##### SUPPLIED RECORDS

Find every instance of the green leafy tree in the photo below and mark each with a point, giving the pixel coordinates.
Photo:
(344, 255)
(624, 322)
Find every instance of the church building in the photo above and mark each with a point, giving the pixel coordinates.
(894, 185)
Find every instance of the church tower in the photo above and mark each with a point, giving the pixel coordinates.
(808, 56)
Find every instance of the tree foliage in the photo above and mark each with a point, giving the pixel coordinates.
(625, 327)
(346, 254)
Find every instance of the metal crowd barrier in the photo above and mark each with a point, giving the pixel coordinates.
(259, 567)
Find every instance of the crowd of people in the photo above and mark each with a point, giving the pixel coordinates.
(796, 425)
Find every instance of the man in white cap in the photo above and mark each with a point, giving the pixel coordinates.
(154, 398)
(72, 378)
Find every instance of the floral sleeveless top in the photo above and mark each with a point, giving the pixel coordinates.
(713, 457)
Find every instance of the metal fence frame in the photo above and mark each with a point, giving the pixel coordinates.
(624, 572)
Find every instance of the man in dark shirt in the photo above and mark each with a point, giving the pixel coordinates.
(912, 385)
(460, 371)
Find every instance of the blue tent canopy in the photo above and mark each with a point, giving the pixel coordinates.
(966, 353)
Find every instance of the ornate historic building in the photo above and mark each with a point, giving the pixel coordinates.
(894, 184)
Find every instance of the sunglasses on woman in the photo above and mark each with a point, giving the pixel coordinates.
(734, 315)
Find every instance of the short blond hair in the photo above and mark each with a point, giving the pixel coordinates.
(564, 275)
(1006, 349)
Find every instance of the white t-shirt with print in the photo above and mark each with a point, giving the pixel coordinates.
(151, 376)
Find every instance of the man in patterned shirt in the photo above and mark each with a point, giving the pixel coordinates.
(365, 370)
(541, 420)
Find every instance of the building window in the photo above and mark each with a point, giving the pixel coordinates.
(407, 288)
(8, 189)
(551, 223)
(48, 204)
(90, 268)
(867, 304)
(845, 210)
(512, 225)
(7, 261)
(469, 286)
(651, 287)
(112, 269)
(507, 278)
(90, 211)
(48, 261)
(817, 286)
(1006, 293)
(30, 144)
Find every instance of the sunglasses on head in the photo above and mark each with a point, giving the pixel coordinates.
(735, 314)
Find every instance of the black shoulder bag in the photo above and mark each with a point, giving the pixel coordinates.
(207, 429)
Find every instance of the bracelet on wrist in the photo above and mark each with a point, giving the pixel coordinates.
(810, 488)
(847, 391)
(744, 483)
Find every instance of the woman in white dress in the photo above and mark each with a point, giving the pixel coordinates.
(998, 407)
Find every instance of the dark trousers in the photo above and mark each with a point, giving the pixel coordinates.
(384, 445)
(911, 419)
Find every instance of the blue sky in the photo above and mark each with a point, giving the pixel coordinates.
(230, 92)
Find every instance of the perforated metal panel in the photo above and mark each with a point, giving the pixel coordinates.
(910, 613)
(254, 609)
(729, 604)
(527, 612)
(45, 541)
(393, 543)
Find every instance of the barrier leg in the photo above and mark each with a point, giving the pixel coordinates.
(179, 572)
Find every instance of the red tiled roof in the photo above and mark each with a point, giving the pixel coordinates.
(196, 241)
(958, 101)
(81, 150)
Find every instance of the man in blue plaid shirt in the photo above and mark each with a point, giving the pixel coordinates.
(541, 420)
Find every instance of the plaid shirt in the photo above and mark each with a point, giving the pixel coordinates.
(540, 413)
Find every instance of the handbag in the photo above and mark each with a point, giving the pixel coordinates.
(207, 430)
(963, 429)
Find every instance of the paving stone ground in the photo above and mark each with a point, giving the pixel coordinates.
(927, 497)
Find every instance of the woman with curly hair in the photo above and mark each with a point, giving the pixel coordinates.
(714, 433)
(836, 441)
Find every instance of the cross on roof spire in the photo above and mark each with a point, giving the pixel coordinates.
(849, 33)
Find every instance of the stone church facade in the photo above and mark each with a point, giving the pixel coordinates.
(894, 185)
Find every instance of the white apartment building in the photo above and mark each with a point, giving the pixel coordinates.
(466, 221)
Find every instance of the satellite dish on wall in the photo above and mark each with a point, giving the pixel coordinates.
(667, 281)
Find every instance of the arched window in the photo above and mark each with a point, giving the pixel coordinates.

##########

**THE PROBLEM:** Repeat only the stretch of lines that opens with the line containing "Find every instance of the handbag" and closes with the final line of the entries, both included, exactly as written.

**TASK SOLUTION:**
Find every instance of the handbag in the photo above and mark each with a point, giving the pixel coordinates.
(207, 430)
(963, 429)
Find every instance of the paving stone ground in the photo above and mark each with a point, giving the pixel coordinates.
(927, 497)
Find every instance of the woman with curly hair in the photo above and mark each with a point, giving the pixel coordinates.
(714, 433)
(836, 441)
Find every instance of the cross on roof spire in the photo above and mark each with a point, giving the pixel coordinates.
(849, 33)
Find every instance of the stone church facade in the photo above and mark each with a point, giving the pixel coordinates.
(894, 185)
Find every instance of the white apartment building in the photo above and mark each with a point, giving the pixel coordinates.
(466, 221)
Find every instance of the satellite dish on wall in the photo above and mark each with a point, giving the pixel coordinates.
(667, 281)
Find every instance of the arched window in the photo above and mark each with a point, giving the pixel coordinates.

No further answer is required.